Task prompt: Starting at the line with "Target: black barn door rail" and going on through the line with "In the photo above, where can the white window", reproduce each line in the records below exactly and nothing more.

##############################

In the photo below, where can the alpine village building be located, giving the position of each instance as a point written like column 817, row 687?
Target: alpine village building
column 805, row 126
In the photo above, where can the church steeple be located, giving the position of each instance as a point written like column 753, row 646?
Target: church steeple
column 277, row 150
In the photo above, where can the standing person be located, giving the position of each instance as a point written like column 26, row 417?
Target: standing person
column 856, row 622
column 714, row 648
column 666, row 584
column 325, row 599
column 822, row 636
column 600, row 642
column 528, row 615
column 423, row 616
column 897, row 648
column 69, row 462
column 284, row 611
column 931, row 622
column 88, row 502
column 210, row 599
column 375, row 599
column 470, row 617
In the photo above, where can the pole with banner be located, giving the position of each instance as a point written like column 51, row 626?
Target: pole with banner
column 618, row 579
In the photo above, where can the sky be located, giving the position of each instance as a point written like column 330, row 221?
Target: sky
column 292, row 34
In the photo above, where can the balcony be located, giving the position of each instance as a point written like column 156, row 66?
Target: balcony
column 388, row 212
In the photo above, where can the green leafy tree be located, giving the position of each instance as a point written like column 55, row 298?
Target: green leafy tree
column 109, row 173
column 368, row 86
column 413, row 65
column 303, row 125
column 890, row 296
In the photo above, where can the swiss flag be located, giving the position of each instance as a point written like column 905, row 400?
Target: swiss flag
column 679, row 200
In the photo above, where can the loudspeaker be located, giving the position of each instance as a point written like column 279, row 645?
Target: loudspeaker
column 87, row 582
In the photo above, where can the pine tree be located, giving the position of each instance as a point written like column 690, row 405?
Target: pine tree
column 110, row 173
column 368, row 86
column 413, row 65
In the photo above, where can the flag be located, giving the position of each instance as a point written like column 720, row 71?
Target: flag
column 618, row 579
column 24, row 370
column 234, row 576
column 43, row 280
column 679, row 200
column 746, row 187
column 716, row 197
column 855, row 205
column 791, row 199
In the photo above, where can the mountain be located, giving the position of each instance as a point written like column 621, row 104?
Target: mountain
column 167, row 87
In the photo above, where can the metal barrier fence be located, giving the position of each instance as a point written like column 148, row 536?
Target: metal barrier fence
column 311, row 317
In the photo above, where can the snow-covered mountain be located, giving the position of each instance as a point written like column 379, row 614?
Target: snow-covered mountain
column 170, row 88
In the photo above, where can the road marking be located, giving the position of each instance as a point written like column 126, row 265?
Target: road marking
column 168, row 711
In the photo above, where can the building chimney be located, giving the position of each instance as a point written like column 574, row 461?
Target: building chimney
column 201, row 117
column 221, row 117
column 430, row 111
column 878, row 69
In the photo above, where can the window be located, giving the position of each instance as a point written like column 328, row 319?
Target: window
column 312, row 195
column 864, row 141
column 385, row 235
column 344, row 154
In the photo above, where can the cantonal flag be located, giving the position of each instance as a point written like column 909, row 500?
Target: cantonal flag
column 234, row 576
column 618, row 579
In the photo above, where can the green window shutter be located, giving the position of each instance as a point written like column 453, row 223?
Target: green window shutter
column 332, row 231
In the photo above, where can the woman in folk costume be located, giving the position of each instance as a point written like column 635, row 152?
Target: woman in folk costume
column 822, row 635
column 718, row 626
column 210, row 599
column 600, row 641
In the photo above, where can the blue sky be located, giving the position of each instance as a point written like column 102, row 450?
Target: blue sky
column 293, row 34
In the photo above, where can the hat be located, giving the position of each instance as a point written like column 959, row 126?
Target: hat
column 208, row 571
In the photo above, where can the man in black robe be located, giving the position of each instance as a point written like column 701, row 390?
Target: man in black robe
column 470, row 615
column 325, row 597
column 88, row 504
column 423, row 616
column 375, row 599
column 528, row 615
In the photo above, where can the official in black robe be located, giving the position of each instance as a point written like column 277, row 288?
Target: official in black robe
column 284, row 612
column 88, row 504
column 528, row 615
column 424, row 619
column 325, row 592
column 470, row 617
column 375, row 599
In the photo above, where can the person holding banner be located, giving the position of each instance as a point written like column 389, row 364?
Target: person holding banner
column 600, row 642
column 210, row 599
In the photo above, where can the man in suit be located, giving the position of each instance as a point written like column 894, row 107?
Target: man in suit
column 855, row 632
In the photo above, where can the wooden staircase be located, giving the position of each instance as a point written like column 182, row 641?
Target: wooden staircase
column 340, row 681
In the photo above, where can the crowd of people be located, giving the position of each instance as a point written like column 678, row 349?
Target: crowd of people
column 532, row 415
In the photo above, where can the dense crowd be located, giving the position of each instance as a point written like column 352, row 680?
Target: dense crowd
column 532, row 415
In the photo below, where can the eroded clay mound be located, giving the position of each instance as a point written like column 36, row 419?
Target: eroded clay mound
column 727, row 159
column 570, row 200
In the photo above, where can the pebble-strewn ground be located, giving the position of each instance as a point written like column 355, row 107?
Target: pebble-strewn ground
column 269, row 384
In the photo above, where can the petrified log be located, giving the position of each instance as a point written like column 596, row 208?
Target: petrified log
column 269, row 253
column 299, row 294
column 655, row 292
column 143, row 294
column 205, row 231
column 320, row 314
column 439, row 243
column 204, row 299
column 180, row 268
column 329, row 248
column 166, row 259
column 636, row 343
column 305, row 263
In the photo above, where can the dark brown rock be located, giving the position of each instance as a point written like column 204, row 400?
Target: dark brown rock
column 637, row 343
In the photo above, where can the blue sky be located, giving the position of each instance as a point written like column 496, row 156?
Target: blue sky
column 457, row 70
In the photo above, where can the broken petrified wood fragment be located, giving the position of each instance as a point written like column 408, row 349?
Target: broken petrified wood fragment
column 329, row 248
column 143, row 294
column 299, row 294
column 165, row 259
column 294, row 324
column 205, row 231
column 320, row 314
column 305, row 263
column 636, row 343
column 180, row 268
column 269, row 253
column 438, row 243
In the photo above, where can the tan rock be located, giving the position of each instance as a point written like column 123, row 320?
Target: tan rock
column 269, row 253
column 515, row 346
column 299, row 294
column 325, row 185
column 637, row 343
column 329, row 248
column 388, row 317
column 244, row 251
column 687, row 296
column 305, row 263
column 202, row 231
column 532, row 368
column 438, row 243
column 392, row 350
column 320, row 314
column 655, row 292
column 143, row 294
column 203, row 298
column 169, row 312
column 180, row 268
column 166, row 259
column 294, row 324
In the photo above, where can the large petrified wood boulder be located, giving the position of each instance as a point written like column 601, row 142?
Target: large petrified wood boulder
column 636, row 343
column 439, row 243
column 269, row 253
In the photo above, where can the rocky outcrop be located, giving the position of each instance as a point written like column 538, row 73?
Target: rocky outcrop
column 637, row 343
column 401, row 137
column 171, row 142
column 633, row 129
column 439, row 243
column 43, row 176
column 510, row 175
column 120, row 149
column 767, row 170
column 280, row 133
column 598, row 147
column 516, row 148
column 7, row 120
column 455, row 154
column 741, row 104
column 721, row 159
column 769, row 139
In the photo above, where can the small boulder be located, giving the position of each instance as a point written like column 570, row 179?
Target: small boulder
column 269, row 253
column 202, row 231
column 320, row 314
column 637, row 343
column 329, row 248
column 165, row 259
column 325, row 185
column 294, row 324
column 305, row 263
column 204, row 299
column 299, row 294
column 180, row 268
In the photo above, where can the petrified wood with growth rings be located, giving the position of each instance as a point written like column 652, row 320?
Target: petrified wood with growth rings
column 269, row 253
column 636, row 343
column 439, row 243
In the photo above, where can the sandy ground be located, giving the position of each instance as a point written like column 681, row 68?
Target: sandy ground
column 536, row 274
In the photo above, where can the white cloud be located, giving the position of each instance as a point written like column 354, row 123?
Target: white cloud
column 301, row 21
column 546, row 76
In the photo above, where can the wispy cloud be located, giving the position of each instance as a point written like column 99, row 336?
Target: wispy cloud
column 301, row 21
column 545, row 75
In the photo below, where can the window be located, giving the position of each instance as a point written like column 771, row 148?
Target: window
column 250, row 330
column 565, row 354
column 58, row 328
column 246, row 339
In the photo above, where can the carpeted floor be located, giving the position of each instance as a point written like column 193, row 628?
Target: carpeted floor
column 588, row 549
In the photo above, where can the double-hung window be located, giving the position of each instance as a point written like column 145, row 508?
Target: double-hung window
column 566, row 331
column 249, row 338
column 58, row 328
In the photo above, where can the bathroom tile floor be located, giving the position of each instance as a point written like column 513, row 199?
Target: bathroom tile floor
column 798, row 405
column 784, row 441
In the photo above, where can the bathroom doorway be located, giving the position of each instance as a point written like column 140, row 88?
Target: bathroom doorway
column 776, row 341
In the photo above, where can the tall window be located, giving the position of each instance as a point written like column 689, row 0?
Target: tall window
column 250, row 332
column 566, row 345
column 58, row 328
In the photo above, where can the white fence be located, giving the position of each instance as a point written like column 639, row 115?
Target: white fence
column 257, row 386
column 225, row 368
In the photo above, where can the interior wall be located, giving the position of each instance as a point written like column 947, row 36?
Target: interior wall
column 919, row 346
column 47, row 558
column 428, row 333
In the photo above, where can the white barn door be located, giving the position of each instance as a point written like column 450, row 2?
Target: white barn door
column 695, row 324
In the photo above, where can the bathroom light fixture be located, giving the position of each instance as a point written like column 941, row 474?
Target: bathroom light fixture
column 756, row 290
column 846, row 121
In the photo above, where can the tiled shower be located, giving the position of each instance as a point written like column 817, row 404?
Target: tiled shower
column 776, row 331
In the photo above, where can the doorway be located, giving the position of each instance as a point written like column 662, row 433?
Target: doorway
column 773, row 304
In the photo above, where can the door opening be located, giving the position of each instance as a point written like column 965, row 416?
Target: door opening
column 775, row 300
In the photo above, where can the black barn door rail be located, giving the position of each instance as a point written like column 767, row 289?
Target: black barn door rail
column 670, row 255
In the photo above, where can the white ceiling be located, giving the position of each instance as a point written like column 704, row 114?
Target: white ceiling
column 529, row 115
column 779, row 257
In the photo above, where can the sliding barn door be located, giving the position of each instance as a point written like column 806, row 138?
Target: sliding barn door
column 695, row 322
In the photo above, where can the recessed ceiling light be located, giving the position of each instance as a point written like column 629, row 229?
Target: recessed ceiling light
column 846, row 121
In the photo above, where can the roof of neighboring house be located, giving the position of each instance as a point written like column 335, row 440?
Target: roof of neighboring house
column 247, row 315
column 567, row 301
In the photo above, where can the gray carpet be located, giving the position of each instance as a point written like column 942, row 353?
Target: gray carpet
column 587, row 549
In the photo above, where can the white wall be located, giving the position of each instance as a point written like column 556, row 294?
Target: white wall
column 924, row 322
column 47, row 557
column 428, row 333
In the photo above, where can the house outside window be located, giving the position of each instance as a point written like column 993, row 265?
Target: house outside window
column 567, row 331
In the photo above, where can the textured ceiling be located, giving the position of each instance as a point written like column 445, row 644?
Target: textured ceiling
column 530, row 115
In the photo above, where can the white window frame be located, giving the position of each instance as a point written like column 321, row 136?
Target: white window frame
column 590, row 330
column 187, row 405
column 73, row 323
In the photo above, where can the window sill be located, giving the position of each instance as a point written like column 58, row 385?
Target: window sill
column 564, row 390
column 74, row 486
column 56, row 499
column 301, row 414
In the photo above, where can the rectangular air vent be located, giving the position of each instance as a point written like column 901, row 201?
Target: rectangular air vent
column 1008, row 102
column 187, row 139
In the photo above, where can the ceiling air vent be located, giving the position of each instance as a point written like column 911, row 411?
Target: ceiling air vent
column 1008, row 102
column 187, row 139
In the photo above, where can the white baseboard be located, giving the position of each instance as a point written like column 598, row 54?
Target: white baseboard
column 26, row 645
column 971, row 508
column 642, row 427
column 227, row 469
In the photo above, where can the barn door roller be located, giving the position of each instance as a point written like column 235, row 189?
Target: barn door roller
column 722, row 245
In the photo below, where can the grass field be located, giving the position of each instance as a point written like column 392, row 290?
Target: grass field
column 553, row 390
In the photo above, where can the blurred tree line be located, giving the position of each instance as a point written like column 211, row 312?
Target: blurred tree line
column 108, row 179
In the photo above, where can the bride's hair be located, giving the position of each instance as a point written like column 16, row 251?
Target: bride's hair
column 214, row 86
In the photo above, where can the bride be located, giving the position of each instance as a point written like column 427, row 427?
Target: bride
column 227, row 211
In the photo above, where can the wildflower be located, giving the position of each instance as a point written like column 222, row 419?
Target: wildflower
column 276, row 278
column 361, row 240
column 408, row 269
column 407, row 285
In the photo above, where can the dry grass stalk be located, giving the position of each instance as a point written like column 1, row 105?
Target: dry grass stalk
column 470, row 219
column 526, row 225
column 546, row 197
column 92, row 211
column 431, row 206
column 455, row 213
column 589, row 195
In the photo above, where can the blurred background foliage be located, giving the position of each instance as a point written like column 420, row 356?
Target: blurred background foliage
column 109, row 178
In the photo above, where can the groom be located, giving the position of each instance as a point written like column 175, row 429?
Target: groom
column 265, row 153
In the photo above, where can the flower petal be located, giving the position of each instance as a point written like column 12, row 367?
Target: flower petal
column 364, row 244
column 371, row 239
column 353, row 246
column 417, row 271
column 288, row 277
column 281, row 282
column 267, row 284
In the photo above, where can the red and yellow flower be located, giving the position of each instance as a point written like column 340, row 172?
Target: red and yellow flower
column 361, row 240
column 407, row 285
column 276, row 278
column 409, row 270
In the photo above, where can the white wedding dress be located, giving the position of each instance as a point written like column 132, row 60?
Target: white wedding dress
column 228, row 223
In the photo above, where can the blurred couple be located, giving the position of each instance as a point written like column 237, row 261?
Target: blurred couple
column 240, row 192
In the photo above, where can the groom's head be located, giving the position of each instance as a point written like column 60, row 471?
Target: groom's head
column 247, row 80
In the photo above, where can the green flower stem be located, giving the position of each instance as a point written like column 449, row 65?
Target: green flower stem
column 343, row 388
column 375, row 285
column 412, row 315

##############################

Output:
Target: black barn door rail
column 670, row 255
In the photo above, where can the white ceiling be located, giving the position of each instance as a point written like column 704, row 114?
Target: white ceiling
column 529, row 115
column 779, row 257
In the photo above, where can the sliding barn door be located, giving the position of each instance as a point written like column 806, row 138?
Target: sliding barn door
column 695, row 322
In the photo above, where can the recessed ceiling light be located, giving the position of each instance as a point written like column 629, row 229?
Target: recessed ceiling light
column 846, row 121
In the photo above, where can the roof of neighboring house be located, giving the position of each instance as a point written like column 335, row 440?
Target: roof of neighboring house
column 247, row 315
column 567, row 301
In the photo above, where can the gray carpet be located, giving the position of each instance as a point written like column 942, row 353?
Target: gray carpet
column 587, row 549
In the photo above, where can the white wall be located, giving the position of each instance as a point written like column 556, row 294?
Target: white wall
column 924, row 322
column 47, row 557
column 428, row 333
In the photo above, where can the house outside window be located, giving the position of each instance as a point written like column 993, row 265?
Target: house outside window
column 567, row 331
In the photo above, where can the textured ceiling be located, giving the position of each instance as a point written like column 445, row 644?
Target: textured ceiling
column 530, row 115
In the photo above, where can the white window frame be located, giving the position of each instance as a point written like column 321, row 136?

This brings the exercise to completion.